- DATA PROVIDED:
*-*-*
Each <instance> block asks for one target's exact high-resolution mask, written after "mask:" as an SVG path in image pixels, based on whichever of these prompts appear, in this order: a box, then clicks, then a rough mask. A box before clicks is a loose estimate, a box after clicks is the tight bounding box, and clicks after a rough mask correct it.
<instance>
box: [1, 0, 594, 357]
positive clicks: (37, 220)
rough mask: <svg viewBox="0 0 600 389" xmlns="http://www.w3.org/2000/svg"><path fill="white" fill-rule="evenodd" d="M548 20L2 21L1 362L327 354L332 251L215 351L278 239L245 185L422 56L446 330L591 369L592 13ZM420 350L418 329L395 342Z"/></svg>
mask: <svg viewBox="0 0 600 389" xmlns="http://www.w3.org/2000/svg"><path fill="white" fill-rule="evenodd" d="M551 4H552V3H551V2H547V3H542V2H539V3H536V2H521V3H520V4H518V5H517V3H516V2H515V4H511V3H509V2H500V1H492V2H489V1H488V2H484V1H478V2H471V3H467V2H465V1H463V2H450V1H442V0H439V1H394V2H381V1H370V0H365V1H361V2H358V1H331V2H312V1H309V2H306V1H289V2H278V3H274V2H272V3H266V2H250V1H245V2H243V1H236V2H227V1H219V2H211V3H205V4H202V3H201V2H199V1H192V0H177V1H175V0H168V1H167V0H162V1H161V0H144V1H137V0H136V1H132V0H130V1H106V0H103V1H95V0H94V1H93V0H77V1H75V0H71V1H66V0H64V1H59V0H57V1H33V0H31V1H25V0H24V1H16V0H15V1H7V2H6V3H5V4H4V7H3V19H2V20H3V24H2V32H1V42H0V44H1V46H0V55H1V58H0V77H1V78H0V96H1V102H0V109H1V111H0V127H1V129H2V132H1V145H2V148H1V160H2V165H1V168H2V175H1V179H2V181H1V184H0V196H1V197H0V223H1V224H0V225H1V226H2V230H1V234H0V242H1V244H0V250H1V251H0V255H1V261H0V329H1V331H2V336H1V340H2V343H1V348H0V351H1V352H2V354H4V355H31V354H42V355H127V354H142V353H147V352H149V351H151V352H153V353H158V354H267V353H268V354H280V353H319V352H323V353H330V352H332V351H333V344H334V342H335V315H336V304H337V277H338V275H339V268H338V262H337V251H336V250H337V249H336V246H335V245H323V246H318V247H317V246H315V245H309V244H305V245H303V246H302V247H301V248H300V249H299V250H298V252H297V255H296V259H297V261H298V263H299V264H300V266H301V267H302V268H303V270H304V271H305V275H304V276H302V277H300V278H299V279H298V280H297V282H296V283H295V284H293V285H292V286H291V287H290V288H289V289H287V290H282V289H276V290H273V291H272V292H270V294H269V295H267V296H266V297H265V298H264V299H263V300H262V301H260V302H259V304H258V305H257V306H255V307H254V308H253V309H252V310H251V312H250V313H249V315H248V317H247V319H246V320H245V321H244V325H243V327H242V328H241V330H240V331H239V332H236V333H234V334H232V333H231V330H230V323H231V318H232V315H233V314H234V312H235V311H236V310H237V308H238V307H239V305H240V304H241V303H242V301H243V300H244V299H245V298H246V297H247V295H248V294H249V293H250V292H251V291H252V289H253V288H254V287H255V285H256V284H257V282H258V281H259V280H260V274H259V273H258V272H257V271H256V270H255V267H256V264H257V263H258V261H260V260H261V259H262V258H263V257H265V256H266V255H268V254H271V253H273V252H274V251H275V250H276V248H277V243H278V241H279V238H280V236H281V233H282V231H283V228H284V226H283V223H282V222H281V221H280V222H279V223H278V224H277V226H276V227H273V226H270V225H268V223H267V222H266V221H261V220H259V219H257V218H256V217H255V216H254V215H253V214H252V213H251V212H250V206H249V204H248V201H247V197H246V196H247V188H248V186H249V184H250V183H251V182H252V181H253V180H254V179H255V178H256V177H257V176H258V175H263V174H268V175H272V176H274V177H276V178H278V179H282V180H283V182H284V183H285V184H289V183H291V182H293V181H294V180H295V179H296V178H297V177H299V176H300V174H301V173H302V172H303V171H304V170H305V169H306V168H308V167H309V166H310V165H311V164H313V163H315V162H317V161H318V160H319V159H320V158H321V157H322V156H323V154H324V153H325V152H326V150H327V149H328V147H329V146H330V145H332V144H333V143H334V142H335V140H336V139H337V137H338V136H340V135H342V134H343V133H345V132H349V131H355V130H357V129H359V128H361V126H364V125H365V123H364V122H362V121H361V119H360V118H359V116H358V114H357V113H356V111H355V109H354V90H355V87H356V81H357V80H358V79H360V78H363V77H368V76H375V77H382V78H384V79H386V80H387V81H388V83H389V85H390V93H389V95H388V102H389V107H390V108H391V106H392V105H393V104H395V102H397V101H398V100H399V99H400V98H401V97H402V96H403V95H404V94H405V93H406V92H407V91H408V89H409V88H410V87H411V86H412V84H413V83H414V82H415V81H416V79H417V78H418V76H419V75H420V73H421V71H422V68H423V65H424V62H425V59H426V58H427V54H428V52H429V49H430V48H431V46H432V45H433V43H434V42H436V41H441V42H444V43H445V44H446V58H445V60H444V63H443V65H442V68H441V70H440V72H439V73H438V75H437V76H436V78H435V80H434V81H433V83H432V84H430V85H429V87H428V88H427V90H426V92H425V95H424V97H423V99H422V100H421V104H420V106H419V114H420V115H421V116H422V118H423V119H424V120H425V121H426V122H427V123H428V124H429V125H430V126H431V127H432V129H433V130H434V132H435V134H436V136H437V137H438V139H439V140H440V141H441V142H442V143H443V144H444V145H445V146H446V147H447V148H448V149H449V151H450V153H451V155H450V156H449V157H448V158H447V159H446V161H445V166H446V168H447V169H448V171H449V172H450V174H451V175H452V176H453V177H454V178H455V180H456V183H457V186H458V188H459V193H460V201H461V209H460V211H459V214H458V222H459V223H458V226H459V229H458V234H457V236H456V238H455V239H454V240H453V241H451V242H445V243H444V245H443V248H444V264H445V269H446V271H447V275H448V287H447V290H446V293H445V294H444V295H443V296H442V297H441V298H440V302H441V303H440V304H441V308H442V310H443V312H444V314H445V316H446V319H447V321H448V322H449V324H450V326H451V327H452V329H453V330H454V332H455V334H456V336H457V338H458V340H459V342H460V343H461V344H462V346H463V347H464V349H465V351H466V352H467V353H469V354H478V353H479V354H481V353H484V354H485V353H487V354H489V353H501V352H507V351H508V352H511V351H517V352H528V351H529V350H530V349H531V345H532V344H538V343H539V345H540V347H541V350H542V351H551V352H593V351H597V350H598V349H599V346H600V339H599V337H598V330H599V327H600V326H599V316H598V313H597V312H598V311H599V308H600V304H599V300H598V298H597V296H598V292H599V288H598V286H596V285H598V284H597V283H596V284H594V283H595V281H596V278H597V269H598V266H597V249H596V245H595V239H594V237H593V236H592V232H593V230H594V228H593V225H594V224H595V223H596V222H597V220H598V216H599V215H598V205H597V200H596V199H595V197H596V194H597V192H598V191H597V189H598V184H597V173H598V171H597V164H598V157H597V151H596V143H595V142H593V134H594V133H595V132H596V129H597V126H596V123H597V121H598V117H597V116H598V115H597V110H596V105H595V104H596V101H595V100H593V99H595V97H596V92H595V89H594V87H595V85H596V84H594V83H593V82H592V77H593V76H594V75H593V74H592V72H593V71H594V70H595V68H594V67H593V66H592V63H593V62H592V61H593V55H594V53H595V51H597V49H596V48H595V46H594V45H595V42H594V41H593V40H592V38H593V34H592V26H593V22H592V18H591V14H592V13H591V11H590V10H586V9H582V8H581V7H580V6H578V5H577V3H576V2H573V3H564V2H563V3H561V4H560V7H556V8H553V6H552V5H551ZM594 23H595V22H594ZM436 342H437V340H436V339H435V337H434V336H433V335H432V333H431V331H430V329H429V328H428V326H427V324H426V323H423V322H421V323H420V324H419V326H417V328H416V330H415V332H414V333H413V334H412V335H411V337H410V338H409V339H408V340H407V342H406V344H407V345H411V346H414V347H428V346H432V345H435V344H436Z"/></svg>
*-*-*
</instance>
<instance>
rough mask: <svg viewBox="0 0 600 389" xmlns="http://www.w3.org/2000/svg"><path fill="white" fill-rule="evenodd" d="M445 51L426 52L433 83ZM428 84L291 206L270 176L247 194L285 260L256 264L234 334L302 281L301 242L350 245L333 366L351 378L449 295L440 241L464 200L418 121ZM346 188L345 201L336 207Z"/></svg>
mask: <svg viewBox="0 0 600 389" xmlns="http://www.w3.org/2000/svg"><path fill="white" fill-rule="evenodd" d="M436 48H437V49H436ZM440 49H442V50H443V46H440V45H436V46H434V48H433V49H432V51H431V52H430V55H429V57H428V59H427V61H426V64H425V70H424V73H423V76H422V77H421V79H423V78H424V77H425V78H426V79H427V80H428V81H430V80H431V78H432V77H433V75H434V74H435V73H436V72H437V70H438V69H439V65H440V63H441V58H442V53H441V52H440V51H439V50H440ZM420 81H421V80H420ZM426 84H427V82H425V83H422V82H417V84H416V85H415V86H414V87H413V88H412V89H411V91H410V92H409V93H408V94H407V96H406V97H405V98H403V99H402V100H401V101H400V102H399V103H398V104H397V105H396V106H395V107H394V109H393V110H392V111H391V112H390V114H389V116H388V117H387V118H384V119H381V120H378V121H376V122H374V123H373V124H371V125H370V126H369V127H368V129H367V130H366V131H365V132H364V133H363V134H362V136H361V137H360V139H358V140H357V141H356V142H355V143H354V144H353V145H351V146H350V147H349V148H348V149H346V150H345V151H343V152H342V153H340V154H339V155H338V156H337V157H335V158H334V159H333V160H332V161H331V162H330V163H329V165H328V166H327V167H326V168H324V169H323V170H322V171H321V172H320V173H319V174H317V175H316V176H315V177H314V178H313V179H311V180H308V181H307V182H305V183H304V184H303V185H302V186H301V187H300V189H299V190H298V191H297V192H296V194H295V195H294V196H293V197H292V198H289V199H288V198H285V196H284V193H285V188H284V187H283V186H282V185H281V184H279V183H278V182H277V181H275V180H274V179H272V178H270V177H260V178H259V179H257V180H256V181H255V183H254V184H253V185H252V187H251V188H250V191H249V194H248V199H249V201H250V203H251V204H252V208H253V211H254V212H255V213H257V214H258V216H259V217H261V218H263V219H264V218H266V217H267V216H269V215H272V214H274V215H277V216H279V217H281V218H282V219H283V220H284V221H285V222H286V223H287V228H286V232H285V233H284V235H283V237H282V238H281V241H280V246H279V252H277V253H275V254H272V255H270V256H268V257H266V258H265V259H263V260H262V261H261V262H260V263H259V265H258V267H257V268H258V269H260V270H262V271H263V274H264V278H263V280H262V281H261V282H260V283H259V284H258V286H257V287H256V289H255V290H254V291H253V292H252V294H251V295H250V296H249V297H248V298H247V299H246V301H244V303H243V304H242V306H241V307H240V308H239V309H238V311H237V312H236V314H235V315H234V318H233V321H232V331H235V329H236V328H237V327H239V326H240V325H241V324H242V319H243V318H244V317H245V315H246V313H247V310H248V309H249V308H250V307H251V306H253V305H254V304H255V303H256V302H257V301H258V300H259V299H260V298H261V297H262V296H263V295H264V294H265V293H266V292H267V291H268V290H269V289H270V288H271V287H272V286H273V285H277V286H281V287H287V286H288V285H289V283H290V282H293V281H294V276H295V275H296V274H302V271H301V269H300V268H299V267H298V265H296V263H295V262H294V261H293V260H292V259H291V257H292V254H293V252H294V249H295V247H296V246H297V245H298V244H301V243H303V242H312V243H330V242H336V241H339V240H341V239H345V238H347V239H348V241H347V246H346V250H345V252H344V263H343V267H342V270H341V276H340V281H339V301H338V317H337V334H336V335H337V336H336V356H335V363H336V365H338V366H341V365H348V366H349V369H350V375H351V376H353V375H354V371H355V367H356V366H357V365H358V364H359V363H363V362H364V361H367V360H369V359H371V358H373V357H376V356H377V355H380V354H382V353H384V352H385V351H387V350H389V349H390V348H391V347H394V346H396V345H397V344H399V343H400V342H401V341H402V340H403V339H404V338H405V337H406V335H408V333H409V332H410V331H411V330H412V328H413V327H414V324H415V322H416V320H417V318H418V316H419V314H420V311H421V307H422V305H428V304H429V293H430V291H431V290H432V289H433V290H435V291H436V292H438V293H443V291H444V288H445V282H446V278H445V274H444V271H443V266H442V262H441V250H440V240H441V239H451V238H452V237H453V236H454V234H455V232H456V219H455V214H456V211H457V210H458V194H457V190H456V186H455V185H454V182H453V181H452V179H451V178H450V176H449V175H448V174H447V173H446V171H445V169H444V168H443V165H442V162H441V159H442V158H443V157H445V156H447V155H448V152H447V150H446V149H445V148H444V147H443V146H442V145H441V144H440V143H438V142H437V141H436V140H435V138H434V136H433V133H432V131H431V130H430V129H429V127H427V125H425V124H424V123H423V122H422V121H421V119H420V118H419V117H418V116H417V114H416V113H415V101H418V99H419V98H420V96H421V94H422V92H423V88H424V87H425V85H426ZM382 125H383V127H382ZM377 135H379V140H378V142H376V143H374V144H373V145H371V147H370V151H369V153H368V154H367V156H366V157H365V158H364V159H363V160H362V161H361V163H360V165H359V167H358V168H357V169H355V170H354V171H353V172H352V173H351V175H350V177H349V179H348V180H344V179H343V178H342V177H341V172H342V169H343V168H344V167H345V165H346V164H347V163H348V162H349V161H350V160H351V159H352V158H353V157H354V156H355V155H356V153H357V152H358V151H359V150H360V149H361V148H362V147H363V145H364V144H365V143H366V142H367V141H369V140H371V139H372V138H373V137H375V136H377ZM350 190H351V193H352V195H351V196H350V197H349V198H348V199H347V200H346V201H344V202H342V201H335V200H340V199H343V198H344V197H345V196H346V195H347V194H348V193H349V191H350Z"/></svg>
*-*-*
- WORK ORDER: Return the span of lines in the data above that opens at the line with "Each <instance> block" and closes at the line with "positive clicks: (37, 220)", exactly, ends included, nothing else.

- ANSWER:
Each <instance> block asks for one target's exact high-resolution mask, written after "mask:" as an SVG path in image pixels, based on whichever of these prompts appear, in this order: a box, then clicks, then a rough mask. A box before clicks is a loose estimate, a box after clicks is the tight bounding box, and clicks after a rough mask correct it.
<instance>
box: [1, 0, 594, 357]
positive clicks: (37, 220)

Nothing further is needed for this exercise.